## SUPPLIED PASSAGE:
--- start ---
I've been hearing comments like this from our brethern on the right:
Normally, I am the first in line to support my party and the President. The Immigration fiasco/sellout that President Bush and others are pushing has caused me to rethink things. I declined to donate anymore until immigration is fixed. By fixed I mean border control first-funded, built and staffed, then legalization/visas as separate law next. Fool me once shame on you. Fool me twice, shame on me.
Posted By W. Brucker, MD, Eau Claire, Wisconsin : June 18, 2007 5:16 pm
This was over on
CNN.com.
For the life of me, I cannot begin to understand immigration outside of a frankly racist context.
I do not understand what Dr. Brucker, of Eau Claire for heavens' sake, is so excited about. We have any number of flagrant law violations in our society, but the "failure to control our border" seems to be especially irksome. Don't know why this is so. It wasn't, say, 18 months ago, nor for the previous 400 years that Europeans have been here. So I'm not sure why this is so urgent. (But then again, I was never clear on the urgency to confront Saddam Hussein's failure to adhere to the UN's instructions either. It must be me.)
--- end ---
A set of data
--- start ---
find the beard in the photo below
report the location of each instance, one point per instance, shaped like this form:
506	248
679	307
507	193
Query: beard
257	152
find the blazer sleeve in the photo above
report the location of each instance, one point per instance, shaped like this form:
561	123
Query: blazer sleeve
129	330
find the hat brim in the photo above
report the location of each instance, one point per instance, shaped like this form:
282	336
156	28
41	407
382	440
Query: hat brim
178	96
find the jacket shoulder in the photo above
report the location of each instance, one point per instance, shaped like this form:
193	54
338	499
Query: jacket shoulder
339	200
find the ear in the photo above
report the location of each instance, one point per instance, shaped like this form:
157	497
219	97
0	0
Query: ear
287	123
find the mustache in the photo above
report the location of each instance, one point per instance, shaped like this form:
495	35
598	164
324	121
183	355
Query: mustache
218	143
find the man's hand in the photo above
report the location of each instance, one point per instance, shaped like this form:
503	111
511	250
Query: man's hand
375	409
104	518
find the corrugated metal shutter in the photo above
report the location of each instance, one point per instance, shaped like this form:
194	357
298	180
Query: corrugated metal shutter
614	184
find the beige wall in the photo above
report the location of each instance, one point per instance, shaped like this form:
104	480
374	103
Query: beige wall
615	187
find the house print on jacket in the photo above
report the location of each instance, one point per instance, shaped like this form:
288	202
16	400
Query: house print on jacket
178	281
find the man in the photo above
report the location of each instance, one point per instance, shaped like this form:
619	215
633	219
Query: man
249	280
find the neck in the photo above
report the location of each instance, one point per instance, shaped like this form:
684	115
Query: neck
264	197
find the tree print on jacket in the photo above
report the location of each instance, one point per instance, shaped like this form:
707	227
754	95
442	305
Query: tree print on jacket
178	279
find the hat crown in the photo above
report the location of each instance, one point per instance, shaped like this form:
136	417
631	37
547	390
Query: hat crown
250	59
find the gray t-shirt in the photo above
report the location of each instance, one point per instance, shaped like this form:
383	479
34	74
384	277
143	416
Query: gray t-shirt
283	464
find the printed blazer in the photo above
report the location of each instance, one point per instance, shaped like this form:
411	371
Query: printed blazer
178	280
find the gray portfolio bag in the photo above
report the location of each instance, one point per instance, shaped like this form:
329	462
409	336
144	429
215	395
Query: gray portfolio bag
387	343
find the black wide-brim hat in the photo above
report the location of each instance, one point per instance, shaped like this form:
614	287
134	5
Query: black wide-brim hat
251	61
--- end ---
--- start ---
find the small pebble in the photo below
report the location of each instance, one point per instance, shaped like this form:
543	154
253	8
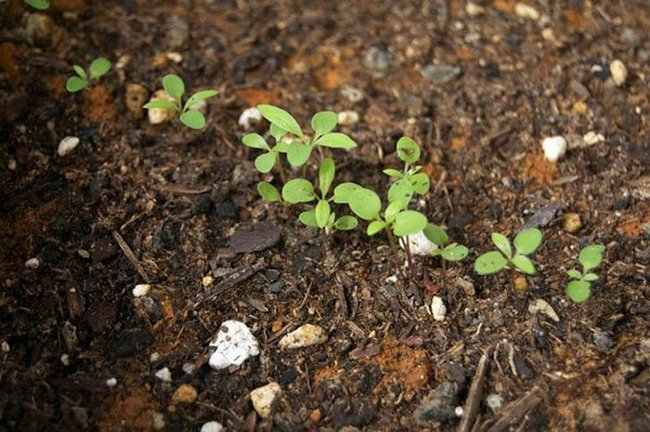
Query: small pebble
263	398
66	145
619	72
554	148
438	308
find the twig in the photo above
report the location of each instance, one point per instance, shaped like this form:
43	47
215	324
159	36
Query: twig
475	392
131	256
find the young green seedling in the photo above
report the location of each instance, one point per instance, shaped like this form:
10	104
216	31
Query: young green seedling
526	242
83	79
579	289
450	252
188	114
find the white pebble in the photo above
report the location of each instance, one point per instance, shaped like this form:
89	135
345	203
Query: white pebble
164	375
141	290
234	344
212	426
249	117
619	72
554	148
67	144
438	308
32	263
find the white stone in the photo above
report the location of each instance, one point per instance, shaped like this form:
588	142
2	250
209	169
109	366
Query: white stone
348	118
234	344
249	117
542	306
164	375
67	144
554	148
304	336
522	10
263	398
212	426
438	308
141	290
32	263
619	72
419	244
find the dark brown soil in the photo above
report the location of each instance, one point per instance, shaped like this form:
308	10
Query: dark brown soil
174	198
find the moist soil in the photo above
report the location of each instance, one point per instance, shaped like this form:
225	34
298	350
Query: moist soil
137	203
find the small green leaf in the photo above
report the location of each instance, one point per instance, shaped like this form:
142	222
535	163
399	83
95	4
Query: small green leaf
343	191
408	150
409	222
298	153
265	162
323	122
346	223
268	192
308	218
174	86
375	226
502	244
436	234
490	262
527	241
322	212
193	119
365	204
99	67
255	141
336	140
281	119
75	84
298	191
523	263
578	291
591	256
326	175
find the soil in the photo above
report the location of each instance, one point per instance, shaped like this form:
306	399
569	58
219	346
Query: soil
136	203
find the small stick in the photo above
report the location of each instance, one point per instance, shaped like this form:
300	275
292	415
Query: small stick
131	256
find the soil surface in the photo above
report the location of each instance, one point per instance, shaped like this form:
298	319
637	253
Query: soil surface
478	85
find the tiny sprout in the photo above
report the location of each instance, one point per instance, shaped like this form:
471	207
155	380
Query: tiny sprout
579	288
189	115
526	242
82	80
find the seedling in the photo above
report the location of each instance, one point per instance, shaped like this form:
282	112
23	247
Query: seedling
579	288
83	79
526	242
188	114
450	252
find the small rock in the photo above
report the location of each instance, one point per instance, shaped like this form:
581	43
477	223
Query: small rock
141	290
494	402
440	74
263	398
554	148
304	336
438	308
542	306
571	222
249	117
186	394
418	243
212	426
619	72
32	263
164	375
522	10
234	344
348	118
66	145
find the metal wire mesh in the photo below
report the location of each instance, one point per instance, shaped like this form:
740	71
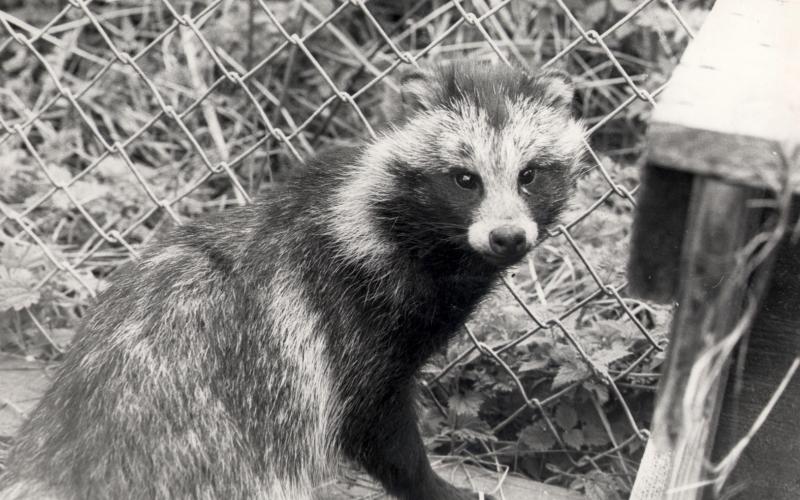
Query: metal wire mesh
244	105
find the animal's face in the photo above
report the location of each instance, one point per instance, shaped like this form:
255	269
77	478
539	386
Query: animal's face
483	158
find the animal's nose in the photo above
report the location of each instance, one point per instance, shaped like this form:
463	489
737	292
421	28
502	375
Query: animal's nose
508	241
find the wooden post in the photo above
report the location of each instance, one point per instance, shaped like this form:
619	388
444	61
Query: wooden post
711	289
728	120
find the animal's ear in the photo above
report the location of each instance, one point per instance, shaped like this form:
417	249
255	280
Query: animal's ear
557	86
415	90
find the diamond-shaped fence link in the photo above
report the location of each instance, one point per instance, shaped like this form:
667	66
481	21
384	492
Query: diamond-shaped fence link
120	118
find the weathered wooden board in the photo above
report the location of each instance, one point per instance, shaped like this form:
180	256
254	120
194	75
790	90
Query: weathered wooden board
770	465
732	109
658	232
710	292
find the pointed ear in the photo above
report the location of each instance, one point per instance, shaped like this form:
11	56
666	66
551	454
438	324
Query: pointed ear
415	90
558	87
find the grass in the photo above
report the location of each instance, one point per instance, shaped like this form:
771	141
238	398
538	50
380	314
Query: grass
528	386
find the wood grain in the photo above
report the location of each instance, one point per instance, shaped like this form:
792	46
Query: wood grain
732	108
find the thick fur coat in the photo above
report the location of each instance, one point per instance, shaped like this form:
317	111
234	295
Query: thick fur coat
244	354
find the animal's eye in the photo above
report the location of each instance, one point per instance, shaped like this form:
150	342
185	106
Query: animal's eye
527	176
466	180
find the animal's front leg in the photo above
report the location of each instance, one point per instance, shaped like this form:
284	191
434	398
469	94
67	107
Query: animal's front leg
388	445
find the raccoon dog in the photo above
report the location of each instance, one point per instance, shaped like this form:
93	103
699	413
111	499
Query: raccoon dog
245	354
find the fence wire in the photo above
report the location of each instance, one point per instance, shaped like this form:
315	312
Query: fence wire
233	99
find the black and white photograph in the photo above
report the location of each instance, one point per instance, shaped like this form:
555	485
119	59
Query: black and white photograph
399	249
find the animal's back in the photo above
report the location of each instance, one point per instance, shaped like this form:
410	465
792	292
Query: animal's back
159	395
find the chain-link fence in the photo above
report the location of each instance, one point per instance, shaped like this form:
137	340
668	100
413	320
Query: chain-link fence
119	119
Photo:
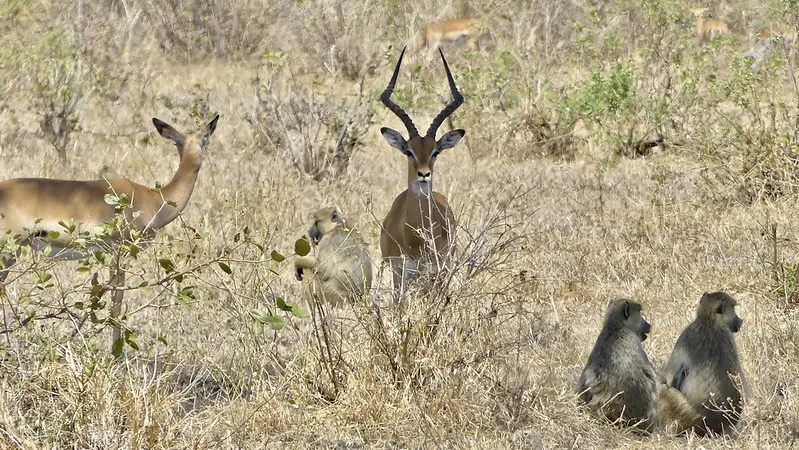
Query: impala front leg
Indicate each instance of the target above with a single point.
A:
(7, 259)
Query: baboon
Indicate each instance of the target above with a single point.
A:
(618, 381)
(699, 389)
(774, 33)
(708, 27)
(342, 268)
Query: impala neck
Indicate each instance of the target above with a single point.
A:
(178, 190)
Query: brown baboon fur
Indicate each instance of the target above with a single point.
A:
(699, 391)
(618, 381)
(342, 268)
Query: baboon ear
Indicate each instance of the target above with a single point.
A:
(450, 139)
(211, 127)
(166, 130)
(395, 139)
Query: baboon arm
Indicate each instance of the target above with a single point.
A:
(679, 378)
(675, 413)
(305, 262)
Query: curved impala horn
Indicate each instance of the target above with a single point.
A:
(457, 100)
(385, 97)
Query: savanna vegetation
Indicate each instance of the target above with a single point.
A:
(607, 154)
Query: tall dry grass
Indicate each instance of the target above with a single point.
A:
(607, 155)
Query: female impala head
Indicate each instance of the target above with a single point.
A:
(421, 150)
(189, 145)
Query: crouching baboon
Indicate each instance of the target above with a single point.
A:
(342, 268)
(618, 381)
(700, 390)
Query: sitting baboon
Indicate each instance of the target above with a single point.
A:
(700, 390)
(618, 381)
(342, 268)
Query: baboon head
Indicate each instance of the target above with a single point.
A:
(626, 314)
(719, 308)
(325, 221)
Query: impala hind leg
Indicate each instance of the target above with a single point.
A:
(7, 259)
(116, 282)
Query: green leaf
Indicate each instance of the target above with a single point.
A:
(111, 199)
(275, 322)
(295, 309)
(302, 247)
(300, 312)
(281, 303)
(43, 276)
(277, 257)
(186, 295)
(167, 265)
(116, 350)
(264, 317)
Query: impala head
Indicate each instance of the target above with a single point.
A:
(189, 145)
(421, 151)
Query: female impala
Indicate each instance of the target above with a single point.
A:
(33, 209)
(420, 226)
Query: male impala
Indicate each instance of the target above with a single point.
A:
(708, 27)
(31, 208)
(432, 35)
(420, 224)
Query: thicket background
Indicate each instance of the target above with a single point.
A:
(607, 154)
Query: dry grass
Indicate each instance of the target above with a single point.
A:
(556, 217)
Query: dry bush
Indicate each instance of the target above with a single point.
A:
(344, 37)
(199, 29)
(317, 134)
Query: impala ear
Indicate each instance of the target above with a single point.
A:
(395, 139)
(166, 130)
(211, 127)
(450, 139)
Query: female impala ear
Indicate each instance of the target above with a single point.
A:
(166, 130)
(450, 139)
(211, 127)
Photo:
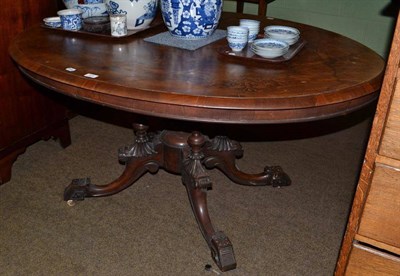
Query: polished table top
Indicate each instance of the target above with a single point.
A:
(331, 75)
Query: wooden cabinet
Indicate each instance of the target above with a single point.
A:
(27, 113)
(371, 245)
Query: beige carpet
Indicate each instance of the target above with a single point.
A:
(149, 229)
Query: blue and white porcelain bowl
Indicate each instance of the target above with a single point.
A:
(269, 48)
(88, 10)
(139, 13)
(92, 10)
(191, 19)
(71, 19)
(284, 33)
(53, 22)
--- end ---
## EXERCISE INSTRUCTIONS:
[A] In the immigration blog post, what does the quoted commenter say they declined to do?
[B] Proceed with the immigration blog post, picking up after its last sentence.
You can ignore the entries.

## THE RESULTS:
[A] They declined to donate anymore until immigration is fixed.

[B]
Nor can I see why English is so damn important. Folks on the right are happy with the market shaping our society, at least when it comes to who can afford health care or higher education or have job security, etc. (Some of the most extreme want the government to stop regulating the purity of foods or the safety of consumer products on the grounds that the markets provide more effective and more efficient protection than the hated government regulation.) But when it comes to speaking a language, or regulating who can have sex with whom, etc., all of a sudden the market is irrelevant and there is a moral imperative.
People have been not speaking English on this continent since humans first came here. Since the founding of our little Republic, there has been constant and in many cases uninterrupted non-English speaking. And we have all survived. Why is it now all of a sudden critical to somehow or other find a way to inflict some kind of painful consequence on those who do not speak this particular language?
I fear that too large a proportion of our population has gone round the bend for good, much as happened in the 1830s-1860, when nearly half of us were 110% certain that any tinkering with slavery would assuredly cause the loss of everything of value, so much so that nearly half of us were ready to fight and die for it. Whatever one's views of the causes of the Civil War, it is certainly undeniable that bloodshed was unavoidable or desirable. It was stupid then, and the same insistence on sticking our heads in the sand now is just as stupid now.
Vive la Revolution!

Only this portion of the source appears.